▶ _TO-DO ITEM 1_
In the passage on Tesla's Austin robotaxis, list every robotaxi behavior that the circulating videos are said to show.
▶ _TO-DO ITEM 2_
According to the passage on Tesla's Austin robotaxis, what did Musk call the launch?

[[ EXTRACT TO READ open ]]

This week, Tesla investor and social media influencer Sawyer Merritt posted a 30-second video clip on X (formerly Twitter) of himself hailing one of the first “robotaxis”, a small fleet of driverless Teslas that Elon Musk has deployed to the baking tarmac of Austin, the Texas capital, in a bid to revolutionise transport and rescue his company’s struggling stock value.
In a sycophantic follow-up post, after apparently taking 20 robotaxi rides, Merritt wrote: “No interventions, no critical safety issues. All my rides were smooth and comfortable. Thank you, Tesla, for letting me be a part of this experience … This is the start of a new era.” But videos also began circulating online that showed the robotaxis veering into oncoming lanes, slamming on their brakes in the middle of traffic, and, in one alarming test performed by safety advocates, failing to stop for a school bus and hitting a child-sized mannequin. Federal regulators are now pressing Tesla for answers.
Musk, meanwhile, said the launch was the “culmination of a decade of hard work”. His robotaxis have become the latest flashpoint in Austin’s uneasy relationship with Big Tech: a city once proud of its countercultural roots is now grappling with what happens when tech empires set the pace for growth, policy, and even public safety.

[[ EXTRACT TO READ closed ]]
[[ ENTRIES SHOWN open ]]

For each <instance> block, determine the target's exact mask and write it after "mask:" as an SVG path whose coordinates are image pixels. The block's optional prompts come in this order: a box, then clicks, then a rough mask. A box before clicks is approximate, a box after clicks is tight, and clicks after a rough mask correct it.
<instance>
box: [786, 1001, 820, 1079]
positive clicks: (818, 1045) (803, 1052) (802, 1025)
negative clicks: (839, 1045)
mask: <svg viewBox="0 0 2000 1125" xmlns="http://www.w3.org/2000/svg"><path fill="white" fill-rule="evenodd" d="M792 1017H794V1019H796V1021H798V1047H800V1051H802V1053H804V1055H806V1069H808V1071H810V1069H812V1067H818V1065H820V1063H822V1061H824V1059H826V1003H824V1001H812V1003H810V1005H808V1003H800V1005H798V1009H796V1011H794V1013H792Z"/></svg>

[[ ENTRIES SHOWN closed ]]

▶ _YOUR RESPONSE 1_
- Veering into oncoming lanes
- Slamming on their brakes in the middle of traffic
- Failing to stop for a school bus
- Hitting a child-sized mannequin

▶ _YOUR RESPONSE 2_
The "culmination of a decade of hard work."